Job:
Rewrite the records from the line containing "Report the location of each instance of the brick" through the line containing "x=871, y=559", switching "pin" to "marker" and leaving everything else unchanged.

Entries shown:
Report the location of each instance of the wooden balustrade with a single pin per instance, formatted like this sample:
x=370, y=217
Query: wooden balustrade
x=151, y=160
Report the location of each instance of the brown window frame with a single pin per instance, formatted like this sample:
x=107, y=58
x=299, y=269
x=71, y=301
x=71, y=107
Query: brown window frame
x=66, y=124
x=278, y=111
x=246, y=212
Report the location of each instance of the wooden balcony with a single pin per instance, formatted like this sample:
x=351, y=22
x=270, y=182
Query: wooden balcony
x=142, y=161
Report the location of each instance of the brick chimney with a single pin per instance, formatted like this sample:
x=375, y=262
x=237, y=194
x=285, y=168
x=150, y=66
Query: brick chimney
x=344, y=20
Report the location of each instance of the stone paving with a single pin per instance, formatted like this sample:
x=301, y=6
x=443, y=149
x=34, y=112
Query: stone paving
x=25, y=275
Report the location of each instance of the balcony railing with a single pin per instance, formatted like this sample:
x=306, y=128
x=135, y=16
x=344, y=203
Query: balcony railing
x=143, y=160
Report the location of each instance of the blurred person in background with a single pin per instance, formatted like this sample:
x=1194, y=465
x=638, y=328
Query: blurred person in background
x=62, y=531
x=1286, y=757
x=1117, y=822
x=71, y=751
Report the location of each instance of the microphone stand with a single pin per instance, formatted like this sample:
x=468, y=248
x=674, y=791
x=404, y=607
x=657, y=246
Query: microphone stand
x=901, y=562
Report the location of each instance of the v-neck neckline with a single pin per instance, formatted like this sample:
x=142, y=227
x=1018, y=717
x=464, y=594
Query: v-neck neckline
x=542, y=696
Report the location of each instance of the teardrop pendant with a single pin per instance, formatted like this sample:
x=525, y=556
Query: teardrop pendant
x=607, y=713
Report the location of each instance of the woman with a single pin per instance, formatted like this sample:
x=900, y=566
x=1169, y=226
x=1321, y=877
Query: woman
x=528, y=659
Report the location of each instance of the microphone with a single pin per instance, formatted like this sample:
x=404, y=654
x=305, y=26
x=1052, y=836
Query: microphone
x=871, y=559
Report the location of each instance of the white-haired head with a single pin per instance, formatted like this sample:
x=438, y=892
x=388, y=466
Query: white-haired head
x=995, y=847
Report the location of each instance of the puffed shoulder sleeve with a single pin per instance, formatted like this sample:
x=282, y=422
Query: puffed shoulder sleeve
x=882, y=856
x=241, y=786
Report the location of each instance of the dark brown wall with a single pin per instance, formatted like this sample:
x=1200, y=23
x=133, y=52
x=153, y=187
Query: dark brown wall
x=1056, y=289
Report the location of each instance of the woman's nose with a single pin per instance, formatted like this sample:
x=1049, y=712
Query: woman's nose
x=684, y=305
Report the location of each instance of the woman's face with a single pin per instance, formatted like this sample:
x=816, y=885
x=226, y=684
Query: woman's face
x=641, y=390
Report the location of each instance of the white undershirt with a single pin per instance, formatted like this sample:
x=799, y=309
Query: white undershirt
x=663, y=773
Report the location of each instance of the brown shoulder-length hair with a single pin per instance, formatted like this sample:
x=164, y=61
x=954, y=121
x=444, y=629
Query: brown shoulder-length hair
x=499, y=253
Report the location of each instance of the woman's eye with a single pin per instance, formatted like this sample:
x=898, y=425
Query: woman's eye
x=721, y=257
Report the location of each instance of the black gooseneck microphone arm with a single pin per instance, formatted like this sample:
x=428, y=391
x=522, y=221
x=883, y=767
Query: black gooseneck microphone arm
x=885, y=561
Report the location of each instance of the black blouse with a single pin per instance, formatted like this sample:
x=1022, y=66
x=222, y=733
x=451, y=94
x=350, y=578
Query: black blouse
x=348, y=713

Completed exercise:
Report the location of each instance of the brick chimney with a single marker per instance, formatted like this sample:
x=375, y=262
x=237, y=194
x=285, y=168
x=150, y=66
Query: brick chimney
x=344, y=20
Report the location of each instance of the stone paving with a single marker per instance, formatted like this sample:
x=301, y=6
x=443, y=149
x=34, y=112
Query: stone paving
x=25, y=275
Report the location of each instance of the balcony railing with a single marker per instance, formatted like this sample:
x=306, y=128
x=135, y=16
x=344, y=203
Query: balcony railing
x=143, y=160
Report the location of each instance of the blurred person in background with a single marker per instance, formatted like this sample:
x=1194, y=465
x=638, y=328
Query: blurred person in background
x=62, y=531
x=1286, y=757
x=1117, y=822
x=71, y=751
Report the location of each instance of the microphone stand with a single marker per instance, formatted like this sample:
x=468, y=248
x=674, y=791
x=404, y=607
x=657, y=246
Query: microphone stand
x=901, y=562
Report the location of each instance of the v-neck neckline with a single marker per instance, formatted like this sample:
x=142, y=227
x=1018, y=717
x=464, y=594
Query: v-neck neckline
x=542, y=696
Report the location of each instance of the teardrop pendant with a single marker per instance, formatted like this sample:
x=525, y=556
Query: teardrop pendant
x=607, y=713
Report the location of each instance of the woman with a single marker per instance, formatted like this sample:
x=900, y=566
x=1169, y=226
x=1321, y=877
Query: woman
x=528, y=659
Report the location of each instance of the microphone with a single marker per instance, formatted like this sample:
x=404, y=654
x=305, y=26
x=1052, y=836
Query: microphone
x=871, y=559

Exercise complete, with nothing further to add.